#### Apply what you read:
a) Answer these questions from the session listing, one line each:
(i) Which university is Dr. Anni Reinking from?
(ii) What organization are Jacqueline Pabis and Dr. Kelly Flanagan from?
(iii) What are the hours of the March 6 sessions?
b) Reproduce the part of the session listing starting with "Learn how to" and going on through "in your care.".
c) Write what follows in the session listing, picking up after its last sentence.

Extract provided section start

5. Bringing Science into Your Preschool Classroom: Part 2- Using the Project Approach
Dr. Melissa Clucas Walter and Kendra Nenia, Northern Illinois University Child Development Center

Learn about the project approach in action. This session will feature practical information from a preschool teacher who implemented this approach in the classroom. Learn how you can use project approach and the scientific process with preschool age children. Discover personal experiences in the classroom directly from a teacher of young children and learn the methods, tools, strategies, and samples that early childhood educators could use to help children make connections, see and communicate their learning, and engage in a cycle of scientific inquiry as they begin employing projects with their students. Topics discussed include wonder questioning, webbing, project timelines, documentation, observational drawing, and meeting learners where they are developmentally.

6. Pictures are Worth a Thousand Words: Using visuals and social stories to teach children
Jacqueline Pabis and Dr. Kelly Flanagan, Florissa at Krieder Services

Learn how to use visual to teach the children in your care for daily routines and important life skills. Visual supports and social stories are effective methods for teaching adaptive, behavioral, emotional, and social skills to children with autism as well as typically developing children of any age. These tools are particularly helpful for preverbal children or children with communication challenges. Social stories capture children's attention while guiding their development of targeted skills or concepts. Visual supports help children understand different situations and expectations within your childcare setting. This presentation will provide examples of these supports and how you can utilize them to successfully teach and reinforce appropriate skills with the children in your care.

March 6 | 9:00 a.m.- 10:30 a.m. (1.5 hour session) choose one

7. Coaching, Mentoring, Supervising: What is the difference?
Dr. Anni Reinking, Western Illinois University

In this session participants, primarily administrators, will develop a clear understanding of the difference between coaching staff, mentoring staff, and supervising staff. We will discuss the differences, the time and place for each type, and how to develop a staff culture of professional growth.

Extract provided section end
Data provided section start

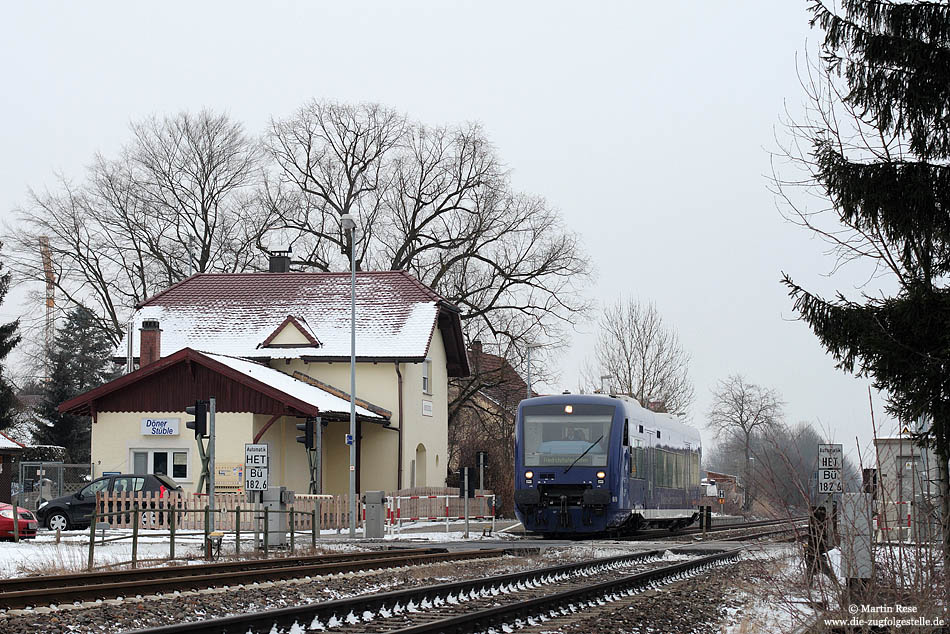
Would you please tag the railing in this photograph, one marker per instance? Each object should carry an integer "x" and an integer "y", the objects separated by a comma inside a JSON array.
[
  {"x": 174, "y": 515},
  {"x": 439, "y": 507}
]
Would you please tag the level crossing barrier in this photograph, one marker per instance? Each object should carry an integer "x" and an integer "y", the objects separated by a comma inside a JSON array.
[{"x": 438, "y": 508}]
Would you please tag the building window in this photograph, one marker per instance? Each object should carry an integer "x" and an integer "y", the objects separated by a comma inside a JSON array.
[
  {"x": 427, "y": 377},
  {"x": 180, "y": 465},
  {"x": 170, "y": 462}
]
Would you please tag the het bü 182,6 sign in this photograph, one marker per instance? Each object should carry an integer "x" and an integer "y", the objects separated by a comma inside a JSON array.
[
  {"x": 830, "y": 458},
  {"x": 255, "y": 467}
]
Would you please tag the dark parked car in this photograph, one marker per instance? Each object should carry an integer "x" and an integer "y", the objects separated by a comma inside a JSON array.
[{"x": 75, "y": 511}]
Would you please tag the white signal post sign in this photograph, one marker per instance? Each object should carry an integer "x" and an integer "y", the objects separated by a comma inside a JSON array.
[
  {"x": 255, "y": 467},
  {"x": 830, "y": 459}
]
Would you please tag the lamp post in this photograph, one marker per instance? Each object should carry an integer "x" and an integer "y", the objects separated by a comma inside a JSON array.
[
  {"x": 350, "y": 225},
  {"x": 530, "y": 346}
]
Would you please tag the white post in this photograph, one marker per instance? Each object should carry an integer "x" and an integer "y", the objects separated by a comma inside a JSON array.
[
  {"x": 211, "y": 403},
  {"x": 465, "y": 506},
  {"x": 353, "y": 440},
  {"x": 529, "y": 371}
]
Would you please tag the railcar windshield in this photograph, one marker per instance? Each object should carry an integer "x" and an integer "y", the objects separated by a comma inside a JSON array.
[{"x": 560, "y": 434}]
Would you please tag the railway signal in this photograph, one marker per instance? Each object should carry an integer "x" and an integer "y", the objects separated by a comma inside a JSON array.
[{"x": 307, "y": 428}]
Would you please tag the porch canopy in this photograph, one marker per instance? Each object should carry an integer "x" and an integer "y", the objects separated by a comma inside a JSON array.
[{"x": 175, "y": 382}]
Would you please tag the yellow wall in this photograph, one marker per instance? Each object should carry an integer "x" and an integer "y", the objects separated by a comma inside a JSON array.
[
  {"x": 116, "y": 434},
  {"x": 377, "y": 383}
]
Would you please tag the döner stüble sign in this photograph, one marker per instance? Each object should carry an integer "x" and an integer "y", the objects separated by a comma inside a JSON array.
[{"x": 160, "y": 426}]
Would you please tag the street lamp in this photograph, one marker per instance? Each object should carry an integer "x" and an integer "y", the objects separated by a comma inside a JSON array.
[
  {"x": 350, "y": 225},
  {"x": 530, "y": 346}
]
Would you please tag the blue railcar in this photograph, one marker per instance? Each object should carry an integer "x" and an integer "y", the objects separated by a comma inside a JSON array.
[{"x": 588, "y": 464}]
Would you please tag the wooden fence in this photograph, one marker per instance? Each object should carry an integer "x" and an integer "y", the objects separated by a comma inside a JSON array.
[{"x": 420, "y": 503}]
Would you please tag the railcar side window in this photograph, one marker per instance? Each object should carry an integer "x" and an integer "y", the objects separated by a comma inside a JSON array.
[
  {"x": 636, "y": 462},
  {"x": 562, "y": 434}
]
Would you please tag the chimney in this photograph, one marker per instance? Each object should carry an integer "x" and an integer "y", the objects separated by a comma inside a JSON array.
[{"x": 150, "y": 348}]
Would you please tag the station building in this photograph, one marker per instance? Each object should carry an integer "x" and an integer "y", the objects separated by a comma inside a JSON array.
[{"x": 274, "y": 349}]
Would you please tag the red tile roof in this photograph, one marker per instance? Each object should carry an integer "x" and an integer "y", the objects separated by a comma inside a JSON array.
[
  {"x": 232, "y": 313},
  {"x": 499, "y": 380}
]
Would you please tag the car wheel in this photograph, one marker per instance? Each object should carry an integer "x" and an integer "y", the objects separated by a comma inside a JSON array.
[{"x": 57, "y": 521}]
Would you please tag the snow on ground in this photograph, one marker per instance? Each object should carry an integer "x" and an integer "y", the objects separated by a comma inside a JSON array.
[
  {"x": 776, "y": 602},
  {"x": 42, "y": 555}
]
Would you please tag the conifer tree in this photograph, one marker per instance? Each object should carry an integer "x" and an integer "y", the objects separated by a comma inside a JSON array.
[
  {"x": 79, "y": 361},
  {"x": 888, "y": 180}
]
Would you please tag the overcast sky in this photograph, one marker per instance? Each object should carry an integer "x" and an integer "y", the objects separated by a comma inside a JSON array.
[{"x": 648, "y": 125}]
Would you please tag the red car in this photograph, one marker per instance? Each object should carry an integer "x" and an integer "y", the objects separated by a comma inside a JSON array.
[{"x": 27, "y": 522}]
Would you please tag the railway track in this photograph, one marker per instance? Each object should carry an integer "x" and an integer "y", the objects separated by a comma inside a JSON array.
[
  {"x": 467, "y": 606},
  {"x": 62, "y": 589},
  {"x": 661, "y": 534}
]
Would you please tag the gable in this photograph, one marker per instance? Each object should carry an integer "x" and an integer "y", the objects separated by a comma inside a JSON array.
[{"x": 291, "y": 333}]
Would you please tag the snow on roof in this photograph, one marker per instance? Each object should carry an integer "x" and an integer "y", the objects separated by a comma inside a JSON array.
[
  {"x": 287, "y": 384},
  {"x": 232, "y": 313},
  {"x": 8, "y": 443}
]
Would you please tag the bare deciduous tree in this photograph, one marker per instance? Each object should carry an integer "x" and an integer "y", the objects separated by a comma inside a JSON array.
[
  {"x": 643, "y": 357},
  {"x": 742, "y": 411},
  {"x": 177, "y": 200}
]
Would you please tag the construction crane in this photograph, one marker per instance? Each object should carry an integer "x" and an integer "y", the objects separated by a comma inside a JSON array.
[{"x": 50, "y": 326}]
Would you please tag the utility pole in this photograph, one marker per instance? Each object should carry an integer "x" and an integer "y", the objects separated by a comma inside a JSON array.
[
  {"x": 211, "y": 403},
  {"x": 350, "y": 225}
]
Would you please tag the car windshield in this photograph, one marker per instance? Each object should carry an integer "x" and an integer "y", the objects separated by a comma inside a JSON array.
[
  {"x": 560, "y": 434},
  {"x": 95, "y": 487},
  {"x": 167, "y": 482}
]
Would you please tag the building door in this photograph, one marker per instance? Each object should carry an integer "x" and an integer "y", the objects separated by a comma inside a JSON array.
[{"x": 421, "y": 465}]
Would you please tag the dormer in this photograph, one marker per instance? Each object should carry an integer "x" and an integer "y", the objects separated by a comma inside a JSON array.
[{"x": 291, "y": 333}]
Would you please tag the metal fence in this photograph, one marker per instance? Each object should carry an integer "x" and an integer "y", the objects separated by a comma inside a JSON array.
[
  {"x": 42, "y": 481},
  {"x": 154, "y": 510}
]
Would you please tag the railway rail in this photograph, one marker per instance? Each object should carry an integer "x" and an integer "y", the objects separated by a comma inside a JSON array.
[
  {"x": 465, "y": 606},
  {"x": 53, "y": 590},
  {"x": 666, "y": 534}
]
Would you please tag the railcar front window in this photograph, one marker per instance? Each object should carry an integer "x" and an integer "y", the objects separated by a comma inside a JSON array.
[{"x": 553, "y": 436}]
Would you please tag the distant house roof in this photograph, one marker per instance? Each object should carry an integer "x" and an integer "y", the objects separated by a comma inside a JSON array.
[
  {"x": 7, "y": 443},
  {"x": 236, "y": 314},
  {"x": 174, "y": 382},
  {"x": 500, "y": 382}
]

Data provided section end

#### Results in order:
a)
(i) Western Illinois University
(ii) Florissa at Krieder Services
(iii) 9:00 a.m. to 10:30 a.m., a 1.5-hour session

b)
Learn how to use visual to teach the children in your care for daily routines and important life skills. Visual supports and social stories are effective methods for teaching adaptive, behavioral, emotional, and social skills to children with autism as well as typically developing children of any age. These tools are particularly helpful for preverbal children or children with communication challenges. Social stories capture children's attention while guiding their development of targeted skills or concepts. Visual supports help children understand different situations and expectations within your childcare setting. This presentation will provide examples of these supports and how you can utilize them to successfully teach and reinforce appropriate skills with the children in your care.

c)
8. Kids Say the Darndest Things: Ways to encourage diversity discussions and inclusivity with children
Laura Gumbiner, Florissa at Kreider Services

Learn how to promote dialogue with children about difference and keep the conversation open for growth. Early childhood is a developmentally appropriate time for diversity discussions as children are beginning to recognize difference and are mentally grouping into categories. Through the setup of classroom and childcare space, use of caretaker language, and engagement with children’s questions and statements, adults can model healthy and developmentally appropriate discussion and inclusivity. This presentation will provide examples of these approaches, addressing differences such as neurodiversity (e.g., children with a diagnosis of ASD or ADHD), as well as skin color, gender, and religion. With the population of the United States changing to greater diversity each year, it is critical we provide children with tools to successfully engage with one another as they continue to grow and develop.

9. Family Stabilization
Katie Kalina, Believe in the Children

A strong, nurturing family is the foundation of every child’s success. This presentation will provide techniques that increase the ways families deal and cope with a variety of situations all designed to promote family stabilization.

March 6 | 11:00 a.m.- 12:30 p.m. (1.5 hour session)

Keynote Session
Everyday Brain Surgeons: The Power and Impact of Early Childhood Educators
Patrick McMillion, Adventure Works

Your work has meaning and your impact may be greater than you know. This keynote will discuss how brain research describes the importance of the early childhood environment and education, and you will learn how to improve on what you are already doing. You will gain a better understanding of the power of your relationship with a child and hopefully walk away from the presentation feeling empowered, purposeful, and with a sense of pride for your work.